— BEGIN EXCERPT PROVIDED —

Tuesday, May 27, 2014

Ukip and the European elections: FN, Alan Sked, and the political class

Ukip's topping of the European elections, the first time any other party than Labour or the Conservatives have won a national election in over a hundred years, has brought the dilemma facing the established parties into sharp focus.

Ukip's popularity is largely based on it's anti-immigration, anti-EU stance; but more than that, for its supporters it stands for a straightforward honesty talking about issues that have become closed-off by the political establishment.

"A Frankenstein's monster"

An interview with one of the original founders of Ukip, respected academic Alan Sked, revealed much about how Ukip's message has changed (for the worse?) over the years, as well as the accusation that Ukip had become a vehicle for Nigel Farage's omnipresent (and multi-faceted) personality.

Reading the interview inadvertently brings comparisons with past political entities becoming hijacked by hypnotic and overbearing personalities; while it's an unfair comparison, it bears considering that the likes of Mussolini, Hitler and Stalin were all people who were marginal figures who took over the reins of their respective parties through a combination of charisma and ruthless opportunism (the "Anton Drexler" comparison with Alan Sked here seems too tempting not to mention, even if it is unfair on Sked). The various nationalist groups that are gaining momentum in Europe (more on that later) all have at least some kind of tenuous link to the politics of Fascism and extremism.

— END EXCERPT PROVIDED —
— BEGIN RECORDS —

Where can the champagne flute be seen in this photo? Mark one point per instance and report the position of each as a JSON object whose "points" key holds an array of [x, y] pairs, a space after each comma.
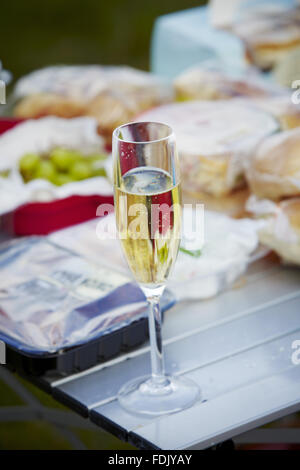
{"points": [[148, 216]]}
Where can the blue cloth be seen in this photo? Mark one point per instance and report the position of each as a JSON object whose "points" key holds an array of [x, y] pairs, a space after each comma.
{"points": [[186, 38]]}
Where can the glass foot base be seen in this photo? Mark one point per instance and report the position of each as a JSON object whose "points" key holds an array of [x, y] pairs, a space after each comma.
{"points": [[144, 397]]}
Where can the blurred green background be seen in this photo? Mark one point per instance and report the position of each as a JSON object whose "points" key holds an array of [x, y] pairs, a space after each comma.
{"points": [[37, 33]]}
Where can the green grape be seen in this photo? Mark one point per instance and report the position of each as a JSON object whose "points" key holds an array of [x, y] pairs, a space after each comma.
{"points": [[45, 170], [29, 163], [63, 159], [5, 173], [97, 167], [80, 170], [62, 178]]}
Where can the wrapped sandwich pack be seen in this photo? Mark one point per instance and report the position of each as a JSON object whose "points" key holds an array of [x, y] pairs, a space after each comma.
{"points": [[212, 152], [112, 95], [281, 228], [274, 171], [269, 31]]}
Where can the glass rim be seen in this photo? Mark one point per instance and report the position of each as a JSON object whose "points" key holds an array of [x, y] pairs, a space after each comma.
{"points": [[146, 141]]}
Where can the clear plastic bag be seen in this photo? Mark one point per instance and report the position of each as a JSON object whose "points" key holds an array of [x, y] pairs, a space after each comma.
{"points": [[51, 298]]}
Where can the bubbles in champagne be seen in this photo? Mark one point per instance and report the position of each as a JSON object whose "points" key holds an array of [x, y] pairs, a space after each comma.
{"points": [[146, 181]]}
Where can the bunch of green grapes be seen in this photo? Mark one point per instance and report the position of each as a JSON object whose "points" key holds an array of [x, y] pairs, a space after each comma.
{"points": [[61, 166]]}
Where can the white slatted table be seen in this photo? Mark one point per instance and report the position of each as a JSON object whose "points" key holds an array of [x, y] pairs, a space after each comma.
{"points": [[237, 347]]}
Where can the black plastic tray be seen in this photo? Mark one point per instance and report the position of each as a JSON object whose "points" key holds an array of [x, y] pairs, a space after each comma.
{"points": [[81, 357]]}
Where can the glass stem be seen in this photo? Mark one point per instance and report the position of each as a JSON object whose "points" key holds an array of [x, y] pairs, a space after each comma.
{"points": [[157, 359]]}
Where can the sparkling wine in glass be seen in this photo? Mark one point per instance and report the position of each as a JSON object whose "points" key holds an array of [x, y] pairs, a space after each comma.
{"points": [[148, 216]]}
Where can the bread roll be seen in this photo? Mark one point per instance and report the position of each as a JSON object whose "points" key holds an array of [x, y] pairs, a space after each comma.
{"points": [[274, 171], [281, 230]]}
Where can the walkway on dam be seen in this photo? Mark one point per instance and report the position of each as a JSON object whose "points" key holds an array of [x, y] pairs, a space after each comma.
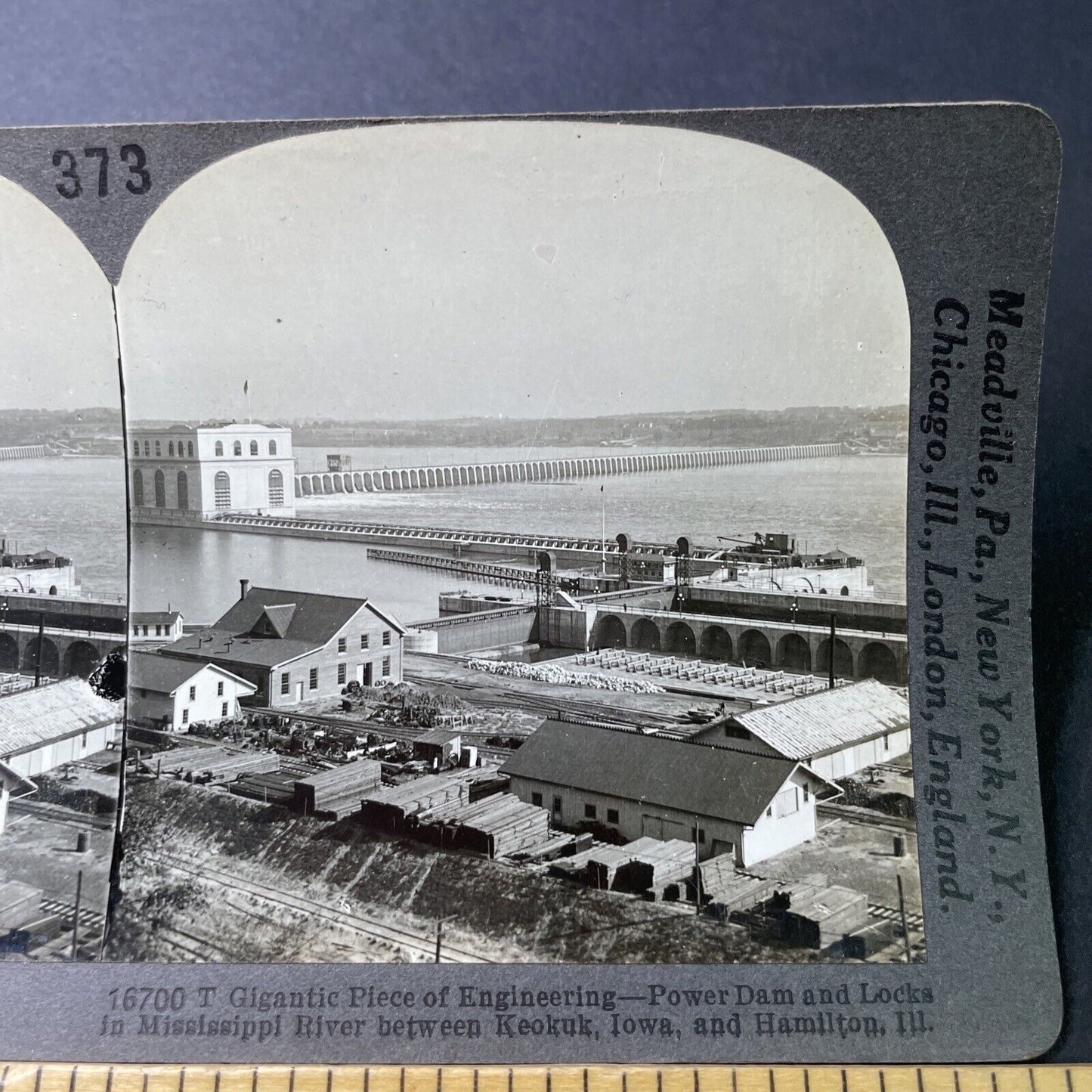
{"points": [[331, 483], [446, 537], [24, 451]]}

— END RECORDS —

_EXERCISE AIM:_ Please rewrite the post on Ukip and the European elections from "Ukip's topping of" up to and including "the political establishment.", putting "challenge" in place of "dilemma".

_OUTPUT FOR THIS TASK:_
Ukip's topping of the European elections, the first time any other party than Labour or the Conservatives have won a national election in over a hundred years, has brought the challenge facing the established parties into sharp focus.

Ukip's popularity is largely based on it's anti-immigration, anti-EU stance; but more than that, for its supporters it stands for a straightforward honesty talking about issues that have become closed-off by the political establishment.